Another benefit of the digester, Barton said, is that it takes away some of the smell. And, after the methane extraction process, the manure can still be used to apply to the fields for fertilization.
According to the Environmental Protection Agency, anaerobic digestion can take manure, food waste or other wastewater biosolids and convert them into biogas or digestate. This can then be used to create electricity, heat, vehicle fuel, organic fertilizer, animal bedding and a number of other products.
“The difference now the digesters are converting the methane and manure into renewable natural gas,” he said.
A fueling station in nearby Groveport, Ohio, is the first construction project completed as part of an agreement between Clean Energy and Amazon. A total of 19 new stations were built as part of the agreement.
Clean Energy Fuels said the Groveport station will dispense 700,000 gallons of renewable natural gas annually instead of diesel, which will reduce carbon emissions by 6,848 metric tons, the equivalent of removing 1,489 passenger cars from the road. Currently, about 52 Amazon trucks can be filled up at the Groveport station overnight.
Roughly 130 miles away in Montpelier, Ohio, rests Bridgewater Dairy Group, which operates dairies in northwest Ohio and northeast Indiana. The farm, founded in 1998, produces five semi-trailers (roughly 30,000 gallons) of milk each day at its three milking facilities.

● EXERCISE DATA:
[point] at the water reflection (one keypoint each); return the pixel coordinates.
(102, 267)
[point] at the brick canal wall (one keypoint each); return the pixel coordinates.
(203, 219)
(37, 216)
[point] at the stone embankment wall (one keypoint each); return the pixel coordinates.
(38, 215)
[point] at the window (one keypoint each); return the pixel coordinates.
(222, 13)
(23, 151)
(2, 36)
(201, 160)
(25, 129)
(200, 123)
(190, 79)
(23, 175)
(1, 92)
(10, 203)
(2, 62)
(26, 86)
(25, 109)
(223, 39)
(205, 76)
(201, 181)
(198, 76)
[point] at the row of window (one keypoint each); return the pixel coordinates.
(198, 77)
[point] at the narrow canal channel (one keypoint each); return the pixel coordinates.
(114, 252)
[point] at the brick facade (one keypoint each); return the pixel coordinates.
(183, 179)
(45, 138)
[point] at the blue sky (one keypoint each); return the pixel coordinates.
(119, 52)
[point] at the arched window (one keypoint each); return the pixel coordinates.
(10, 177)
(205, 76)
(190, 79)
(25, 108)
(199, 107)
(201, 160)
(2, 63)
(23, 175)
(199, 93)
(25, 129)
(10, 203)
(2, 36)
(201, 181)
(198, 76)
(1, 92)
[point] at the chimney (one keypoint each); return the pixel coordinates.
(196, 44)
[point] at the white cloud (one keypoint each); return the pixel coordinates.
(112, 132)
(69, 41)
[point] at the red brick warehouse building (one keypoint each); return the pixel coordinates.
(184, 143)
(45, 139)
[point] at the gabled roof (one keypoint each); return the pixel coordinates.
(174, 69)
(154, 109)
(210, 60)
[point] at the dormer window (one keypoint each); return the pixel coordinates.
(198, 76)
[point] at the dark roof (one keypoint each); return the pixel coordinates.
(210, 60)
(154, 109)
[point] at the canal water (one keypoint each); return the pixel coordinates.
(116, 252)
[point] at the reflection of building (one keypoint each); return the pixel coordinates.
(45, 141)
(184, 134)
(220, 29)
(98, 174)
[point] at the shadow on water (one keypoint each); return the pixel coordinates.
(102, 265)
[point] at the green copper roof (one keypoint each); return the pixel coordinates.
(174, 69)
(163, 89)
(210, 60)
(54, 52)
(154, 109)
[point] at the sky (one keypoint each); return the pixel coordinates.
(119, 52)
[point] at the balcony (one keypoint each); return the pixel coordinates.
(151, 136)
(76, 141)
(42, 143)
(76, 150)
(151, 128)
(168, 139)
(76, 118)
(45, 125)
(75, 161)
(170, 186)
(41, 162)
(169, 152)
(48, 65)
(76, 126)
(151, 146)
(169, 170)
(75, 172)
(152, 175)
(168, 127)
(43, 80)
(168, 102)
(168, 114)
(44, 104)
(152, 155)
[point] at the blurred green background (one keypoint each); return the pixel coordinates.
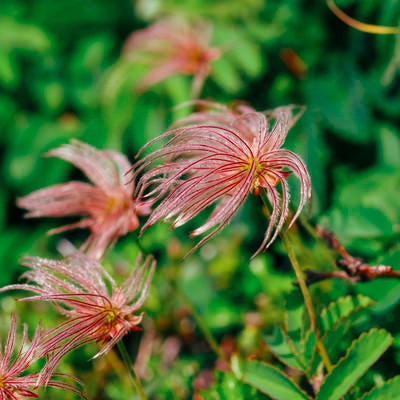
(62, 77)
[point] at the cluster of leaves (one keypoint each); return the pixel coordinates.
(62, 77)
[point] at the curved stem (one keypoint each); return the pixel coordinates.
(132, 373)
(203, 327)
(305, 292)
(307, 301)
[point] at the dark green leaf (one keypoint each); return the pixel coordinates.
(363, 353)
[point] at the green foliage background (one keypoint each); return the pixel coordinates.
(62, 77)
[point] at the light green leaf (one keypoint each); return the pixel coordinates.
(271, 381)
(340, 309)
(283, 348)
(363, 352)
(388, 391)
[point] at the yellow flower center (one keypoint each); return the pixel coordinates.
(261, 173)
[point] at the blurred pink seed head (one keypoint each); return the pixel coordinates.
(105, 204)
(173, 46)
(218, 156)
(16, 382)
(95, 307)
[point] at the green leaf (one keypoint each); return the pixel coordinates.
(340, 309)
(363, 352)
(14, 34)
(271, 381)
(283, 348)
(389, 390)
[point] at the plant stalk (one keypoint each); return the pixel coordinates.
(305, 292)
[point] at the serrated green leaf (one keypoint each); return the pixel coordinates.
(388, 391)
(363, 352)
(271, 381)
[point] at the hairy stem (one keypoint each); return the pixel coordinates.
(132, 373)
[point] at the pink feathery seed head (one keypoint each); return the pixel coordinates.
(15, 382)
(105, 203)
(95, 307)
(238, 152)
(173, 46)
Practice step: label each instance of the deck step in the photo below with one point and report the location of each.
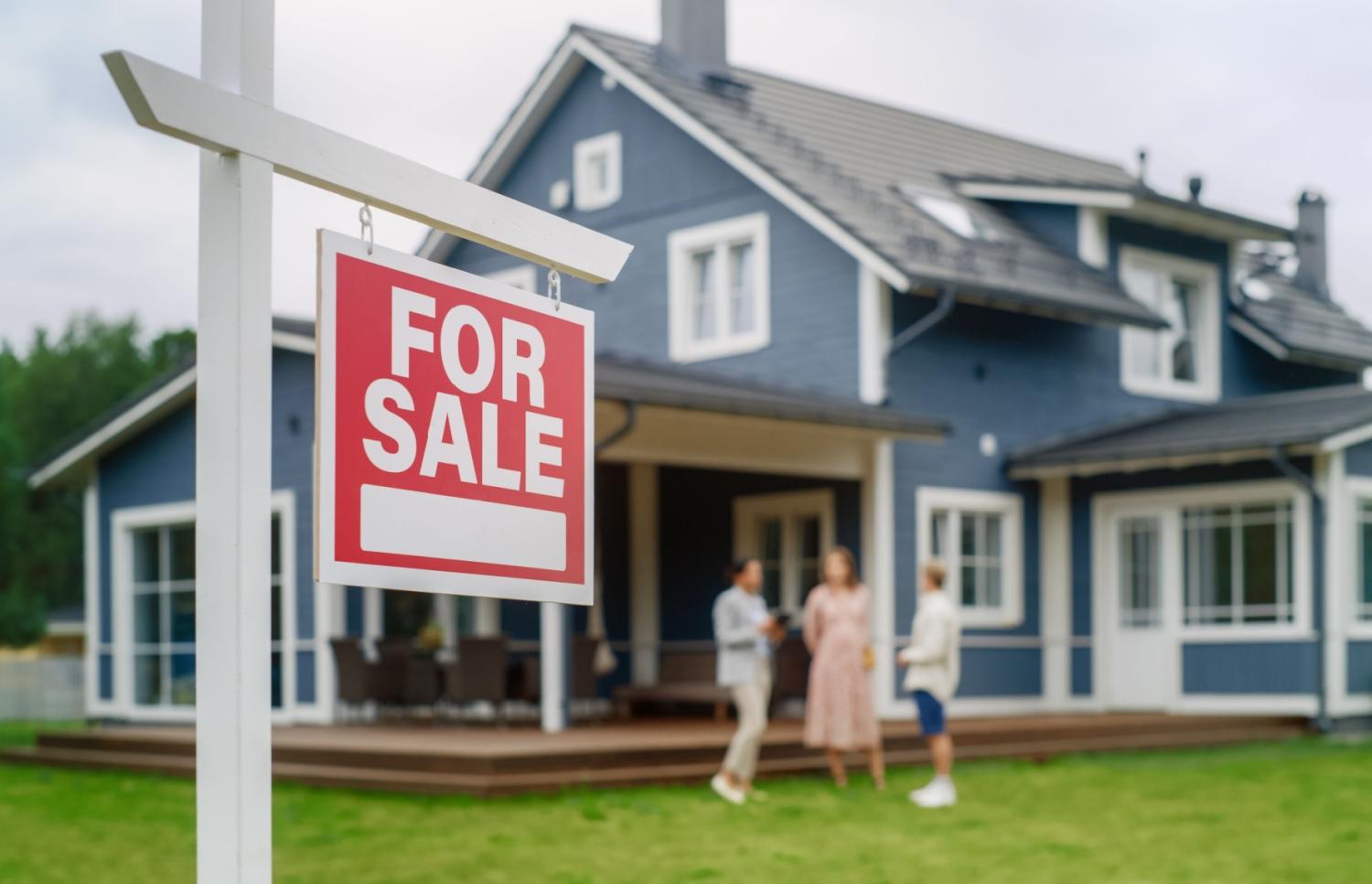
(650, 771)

---

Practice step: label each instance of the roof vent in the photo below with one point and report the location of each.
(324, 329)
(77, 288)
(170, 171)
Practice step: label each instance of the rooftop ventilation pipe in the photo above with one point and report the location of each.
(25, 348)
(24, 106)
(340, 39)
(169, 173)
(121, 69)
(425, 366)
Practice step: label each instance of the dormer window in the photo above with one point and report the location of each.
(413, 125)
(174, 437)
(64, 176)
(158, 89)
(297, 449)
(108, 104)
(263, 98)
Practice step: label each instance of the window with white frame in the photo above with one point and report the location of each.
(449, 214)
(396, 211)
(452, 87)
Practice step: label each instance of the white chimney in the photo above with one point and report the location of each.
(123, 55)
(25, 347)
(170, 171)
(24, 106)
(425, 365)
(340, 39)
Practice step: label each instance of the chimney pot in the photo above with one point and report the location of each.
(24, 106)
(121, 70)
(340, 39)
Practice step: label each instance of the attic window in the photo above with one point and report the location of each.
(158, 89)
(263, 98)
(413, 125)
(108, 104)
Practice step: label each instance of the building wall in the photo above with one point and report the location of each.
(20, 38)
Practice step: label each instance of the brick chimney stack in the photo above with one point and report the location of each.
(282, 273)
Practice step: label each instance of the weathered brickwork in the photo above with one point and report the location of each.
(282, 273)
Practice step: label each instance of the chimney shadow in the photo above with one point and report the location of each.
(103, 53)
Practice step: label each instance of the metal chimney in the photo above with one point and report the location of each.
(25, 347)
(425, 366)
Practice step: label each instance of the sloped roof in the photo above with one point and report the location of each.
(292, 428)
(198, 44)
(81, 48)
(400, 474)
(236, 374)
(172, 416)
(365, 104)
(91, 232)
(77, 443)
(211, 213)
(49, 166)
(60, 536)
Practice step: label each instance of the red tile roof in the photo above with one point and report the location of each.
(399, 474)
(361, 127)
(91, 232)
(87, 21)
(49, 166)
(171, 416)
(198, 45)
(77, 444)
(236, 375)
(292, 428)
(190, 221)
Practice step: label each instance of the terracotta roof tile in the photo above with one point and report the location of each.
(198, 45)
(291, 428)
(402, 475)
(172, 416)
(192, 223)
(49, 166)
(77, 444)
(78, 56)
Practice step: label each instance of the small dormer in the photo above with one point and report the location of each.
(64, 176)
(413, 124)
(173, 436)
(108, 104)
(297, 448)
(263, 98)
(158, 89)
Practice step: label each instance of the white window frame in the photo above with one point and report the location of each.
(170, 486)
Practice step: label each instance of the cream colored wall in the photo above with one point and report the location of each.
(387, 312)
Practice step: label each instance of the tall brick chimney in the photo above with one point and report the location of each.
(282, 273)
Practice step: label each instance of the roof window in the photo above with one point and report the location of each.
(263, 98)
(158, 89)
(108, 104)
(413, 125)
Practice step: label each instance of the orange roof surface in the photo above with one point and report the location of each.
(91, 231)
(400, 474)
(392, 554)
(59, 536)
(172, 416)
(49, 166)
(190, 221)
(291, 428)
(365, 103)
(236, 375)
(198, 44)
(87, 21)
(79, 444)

● COMPLETE THE FOLLOWING:
• 1. Please copy the stretch of the dairy digester article from "According to the" through "of other products.".
• 2. Turn the paragraph of the dairy digester article beginning "Clean Energy Fuels said the Groveport station" into a short bulleted list that keeps its main facts.
• 3. Continue the dairy digester article from its last sentence.

● ACTIVITY ANSWERS:
• 1.
According to the Environmental Protection Agency, anaerobic digestion can take manure, food waste or other wastewater biosolids and convert them into biogas or digestate. This can then be used to create electricity, heat, vehicle fuel, organic fertilizer, animal bedding and a number of other products.

• 2.
- Clean Energy Fuels says the Groveport station will dispense 700,000 gallons of renewable natural gas a year instead of diesel.
- This will cut carbon emissions by 6,848 metric tons, the equivalent of taking 1,489 passenger cars off the road.
- About 52 Amazon trucks can currently be filled at the station overnight.

• 3.
Mention this dairy and folks in this part of the state often think of the methane digester that the farm installed in 2008 to create energy from cow manure. Bridgewater Dairy Group was the first farm in the state to produce electricity from manure.
A new concept at the time, the digester captures the methane gas from the manure, which is used to power two 600kwh generators. The generators, in turn, produce electricity – enough to power about 400 homes. The energy is sold to Northwestern Ohio Electric Cooperative. To this day it continues to be a viable source of alternative energy.
Chris Weaver, an owner of the dairy, has three priorities at his dairy: people, cows and the environment. And when it comes to the latter, Weaver uses his methane digester to create energy from all the manure on the premise.
“We take the manure from their pens and take it to a concrete cell,” Weaver said. “In that cell, we heat the manure up to 100 degrees and there’s bacteria that grows in that cell. That bacteria eats the manure and releases methane gas.”
In 2005, the Weavers visited dairy farming friends in Indiana who had installed a digester. It piqued their interest, but it wasn’t a cost-effective investment at the time. But with increasing energy costs and with government grants and carbon credits becoming available, they started to think they could break even on the investment.
“We started doing it because we were looking for a way to do things that was better for the environment in terms of our manure management,” Weaver said. “It reduces the odor of manure on the dairy and also creates electricity and provides another area of income that also benefits the environment.”
What’s left of the manure is then stored in lagoons and spread as fertilizer for both the Bridgewater Farms – which grows crops on about 5,000 acres to use as feed for the cows – and for other farmers in the area, he added.
“It’s a great fertilizer product for us and our plants,” Weaver said. “We’re a heavy corn silage user and corn silage uses a lot of nitrogen and phosphorus. We have to buy very little commercial fertilizer.”